- WHAT IS NEEDED
Write every line of the records below as a JSON list of strings, with one string per line and no blank lines.

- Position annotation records

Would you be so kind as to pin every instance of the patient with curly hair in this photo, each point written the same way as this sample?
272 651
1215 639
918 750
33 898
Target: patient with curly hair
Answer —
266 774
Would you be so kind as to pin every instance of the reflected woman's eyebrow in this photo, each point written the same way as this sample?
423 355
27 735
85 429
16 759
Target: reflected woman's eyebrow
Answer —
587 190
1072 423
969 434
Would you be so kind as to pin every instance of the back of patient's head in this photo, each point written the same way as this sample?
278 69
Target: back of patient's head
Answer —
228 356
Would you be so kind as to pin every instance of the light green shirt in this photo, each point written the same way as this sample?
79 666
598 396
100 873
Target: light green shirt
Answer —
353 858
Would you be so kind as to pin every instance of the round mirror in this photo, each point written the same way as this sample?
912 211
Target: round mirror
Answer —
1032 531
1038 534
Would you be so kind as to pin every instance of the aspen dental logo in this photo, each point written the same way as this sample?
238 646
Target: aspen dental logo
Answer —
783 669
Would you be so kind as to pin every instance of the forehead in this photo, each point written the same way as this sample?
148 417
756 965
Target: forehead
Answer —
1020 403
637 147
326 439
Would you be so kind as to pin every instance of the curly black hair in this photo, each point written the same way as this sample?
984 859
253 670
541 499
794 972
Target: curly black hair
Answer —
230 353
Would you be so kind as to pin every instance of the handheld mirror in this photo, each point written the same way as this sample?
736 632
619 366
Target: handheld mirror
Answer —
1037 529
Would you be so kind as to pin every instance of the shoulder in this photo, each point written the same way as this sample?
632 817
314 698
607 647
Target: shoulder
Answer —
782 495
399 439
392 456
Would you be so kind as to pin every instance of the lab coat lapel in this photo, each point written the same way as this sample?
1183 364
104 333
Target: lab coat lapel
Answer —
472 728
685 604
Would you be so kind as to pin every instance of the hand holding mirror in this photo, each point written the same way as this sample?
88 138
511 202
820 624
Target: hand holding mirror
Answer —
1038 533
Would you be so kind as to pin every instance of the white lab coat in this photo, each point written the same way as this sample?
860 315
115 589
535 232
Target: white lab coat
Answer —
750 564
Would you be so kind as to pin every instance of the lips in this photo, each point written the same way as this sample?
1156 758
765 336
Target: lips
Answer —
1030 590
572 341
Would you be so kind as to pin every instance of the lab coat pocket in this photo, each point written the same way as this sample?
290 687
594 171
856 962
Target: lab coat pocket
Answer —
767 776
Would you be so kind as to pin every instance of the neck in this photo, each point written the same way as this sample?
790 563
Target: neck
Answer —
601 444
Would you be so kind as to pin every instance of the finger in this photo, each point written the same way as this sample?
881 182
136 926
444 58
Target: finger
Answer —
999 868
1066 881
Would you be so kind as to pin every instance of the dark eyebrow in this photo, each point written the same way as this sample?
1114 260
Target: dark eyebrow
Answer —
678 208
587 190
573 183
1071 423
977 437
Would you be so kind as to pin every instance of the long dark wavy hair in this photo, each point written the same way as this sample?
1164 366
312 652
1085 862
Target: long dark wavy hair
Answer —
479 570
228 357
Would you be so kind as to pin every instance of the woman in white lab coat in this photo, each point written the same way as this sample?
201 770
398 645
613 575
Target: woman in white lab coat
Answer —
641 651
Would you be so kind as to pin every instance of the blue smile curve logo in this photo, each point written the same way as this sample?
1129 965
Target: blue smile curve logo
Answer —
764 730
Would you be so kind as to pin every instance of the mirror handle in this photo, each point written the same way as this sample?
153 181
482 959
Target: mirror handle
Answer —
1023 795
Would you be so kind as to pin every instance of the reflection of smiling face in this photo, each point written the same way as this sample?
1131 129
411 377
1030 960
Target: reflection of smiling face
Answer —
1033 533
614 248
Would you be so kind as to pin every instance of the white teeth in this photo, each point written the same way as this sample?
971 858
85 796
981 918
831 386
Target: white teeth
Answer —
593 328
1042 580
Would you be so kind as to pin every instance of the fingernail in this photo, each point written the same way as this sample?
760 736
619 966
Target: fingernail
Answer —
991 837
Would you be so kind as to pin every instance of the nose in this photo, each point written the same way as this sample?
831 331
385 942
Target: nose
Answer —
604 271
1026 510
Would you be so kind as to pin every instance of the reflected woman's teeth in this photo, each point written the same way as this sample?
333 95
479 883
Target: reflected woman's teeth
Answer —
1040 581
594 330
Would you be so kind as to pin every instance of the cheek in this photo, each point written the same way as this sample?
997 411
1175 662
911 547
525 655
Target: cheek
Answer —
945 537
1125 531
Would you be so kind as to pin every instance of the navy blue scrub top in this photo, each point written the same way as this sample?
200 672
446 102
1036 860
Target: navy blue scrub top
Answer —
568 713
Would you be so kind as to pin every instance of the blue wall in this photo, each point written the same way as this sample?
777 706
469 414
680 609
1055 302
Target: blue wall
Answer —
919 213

- WRITTEN ANSWER
[
  "Would you be so kind as to pin every instance of the patient with curly hair in this photo, each point written the same way as this sample?",
  "272 651",
  "1215 639",
  "918 750",
  "33 898",
  "Target: patient with curly hair",
  "Answer —",
  "266 774",
  "Would you be so kind as to pin every instance of the reflected woman's eyebrow in this photo, each point written the same way as this sample?",
  "423 355",
  "27 735",
  "85 429",
  "16 759",
  "Target: reflected woman's eyebrow",
  "Answer —",
  "587 190",
  "1072 423",
  "969 434",
  "Would you be so kind as to pin every instance of the back of patient's head in this photo, each point written the same way as this sample?",
  "278 69",
  "Target: back of patient's head",
  "Answer —",
  "228 356",
  "Would you be so kind as to pin every instance of the light green shirt in this photo, each point written the same way as this sample?",
  "79 666",
  "598 396",
  "100 873",
  "Target: light green shirt",
  "Answer —",
  "353 858",
  "Would you be so kind as to pin every instance of the round mirror in this photo, each point written the same way as this sample?",
  "912 211",
  "Target: round mirror",
  "Answer —",
  "1032 531",
  "1038 534",
  "Would you be so kind as to pin every instance of the aspen dental logo in this photo, each point written the same way as this sample?",
  "238 646",
  "Target: aspen dental logo",
  "Answer —",
  "783 669",
  "Would you be so kind as to pin every instance of the forehead in this photo, each point written the same way as this sample?",
  "148 417",
  "756 965",
  "Target: forehead",
  "Answer —",
  "1020 403",
  "637 147",
  "326 439",
  "Would you be so kind as to pin every instance of the curly black hair in this photo, each point written the same way as this sample?",
  "984 859",
  "253 670",
  "541 499",
  "794 972",
  "Target: curly black hair",
  "Answer —",
  "230 353",
  "Would you be so kind as to pin every instance of the handheld mirror in this photo, each point written the same way as this sample?",
  "736 632",
  "619 366",
  "Target: handheld mirror",
  "Answer —",
  "1037 529",
  "Would you be so kind as to pin every instance of the shoulder in this photo, each point written the same way as this sample?",
  "632 817",
  "314 698",
  "607 647",
  "Target: shoulder",
  "Answer —",
  "782 495",
  "399 439",
  "392 456",
  "Would you be so kind as to pin every instance of the lab coat lapel in this photo, each point written the same way as this sample?",
  "1183 364",
  "104 333",
  "Target: lab coat lapel",
  "Answer —",
  "472 728",
  "685 604",
  "Would you be so kind as to pin every instance of the hand holding mirror in this photo, each point written the same way as this sample?",
  "88 138",
  "511 202",
  "820 624",
  "Target: hand holding mirror",
  "Answer —",
  "1038 533",
  "Would you be so kind as to pin every instance of the white lab coat in this photo, each point written the same way as this sample?",
  "860 315",
  "115 589",
  "535 232",
  "Target: white lab coat",
  "Answer —",
  "750 564",
  "Would you be so kind as to pin every instance of the lips in this photo, each point written the same way as this sample?",
  "1156 758",
  "765 336",
  "Target: lips",
  "Answer —",
  "1030 590",
  "572 341",
  "Would you be so kind as to pin every instance of the lab coat pocket in this photo, each point written the same way as this sample?",
  "290 687",
  "594 171",
  "856 962",
  "Target: lab coat pocket",
  "Answer —",
  "767 776",
  "Would you be so kind as to pin every instance of the neck in this photo, each point written the same way as this sample?",
  "790 563",
  "Target: neck",
  "Answer —",
  "601 444",
  "Would you be so kind as to pin every instance of the finger in this photo, each point written the same way as this sample?",
  "881 182",
  "136 926",
  "444 58",
  "Target: finger",
  "Answer —",
  "999 868",
  "1066 881",
  "Would you be so kind as to pin every instance of the dark eyebrow in this photo, each point written the same way as this sample?",
  "1114 260",
  "Target: dark eyebrow",
  "Answer —",
  "678 208",
  "587 190",
  "573 183",
  "1071 423",
  "977 437",
  "Would you be so kind as to pin every instance of the long dark wavy hair in this photo, each point written the same way as this sample?",
  "1164 366",
  "312 652",
  "1085 862",
  "Target: long dark wavy hair",
  "Answer —",
  "479 570",
  "228 357",
  "Would you be so kind as to pin every instance of the woman in white lab coat in this photo, each point written the same way as this sample?",
  "201 770",
  "398 645",
  "613 575",
  "Target: woman in white lab coat",
  "Answer —",
  "641 651",
  "Would you be so kind as to pin every instance of the blue smile curve logo in this photo, each point written the same way as this sample?",
  "1129 965",
  "Target: blue smile curve logo",
  "Answer —",
  "764 730",
  "Would you be so kind as to pin every instance of the mirror handle in this photo, each point written the same way as this sample?",
  "153 181",
  "482 959",
  "Target: mirror handle",
  "Answer —",
  "1023 795",
  "Would you be so kind as to pin every instance of the reflection of smiling face in this photo, each point written the same way as this sample?",
  "1131 129",
  "411 377",
  "1030 960",
  "Target: reflection of smiling face",
  "Answer —",
  "1033 533",
  "614 248",
  "Would you be so kind as to pin every instance of the white teeth in this photo, each point written the same way as this sample?",
  "971 858",
  "85 796",
  "981 918",
  "831 386",
  "Target: white teeth",
  "Answer —",
  "593 328",
  "1042 580",
  "Would you be so kind as to pin every instance of the fingernail in this photo, each point written the same way as this sample?",
  "760 736",
  "619 966",
  "Target: fingernail",
  "Answer —",
  "991 837",
  "Would you be so kind as to pin every instance of the nose in this photo, each point written the same way as this sample?",
  "831 331",
  "385 942",
  "Target: nose",
  "Answer —",
  "604 271",
  "1026 510",
  "Would you be so kind as to pin every instance of the reflected woman's teeth in this photo, each point written the same way as this sample?",
  "333 95",
  "479 883",
  "Target: reflected woman's teeth",
  "Answer —",
  "1040 581",
  "594 330",
  "Would you be so kind as to pin every instance of the cheek in this photo, each point written the same way as this sample?",
  "997 411",
  "1175 662",
  "911 547",
  "525 655",
  "Target: cheek",
  "Answer —",
  "945 537",
  "1125 531",
  "Would you be so kind as to pin every instance of the navy blue scrub top in this photo, each point written the same way as this sample?",
  "200 672",
  "446 102",
  "1036 860",
  "Target: navy blue scrub top",
  "Answer —",
  "568 713",
  "Would you be so kind as to pin every instance of the blue wall in this photo, each point written the same way as this sample?",
  "777 706",
  "469 414",
  "680 609",
  "1055 302",
  "Target: blue wall",
  "Answer —",
  "919 213"
]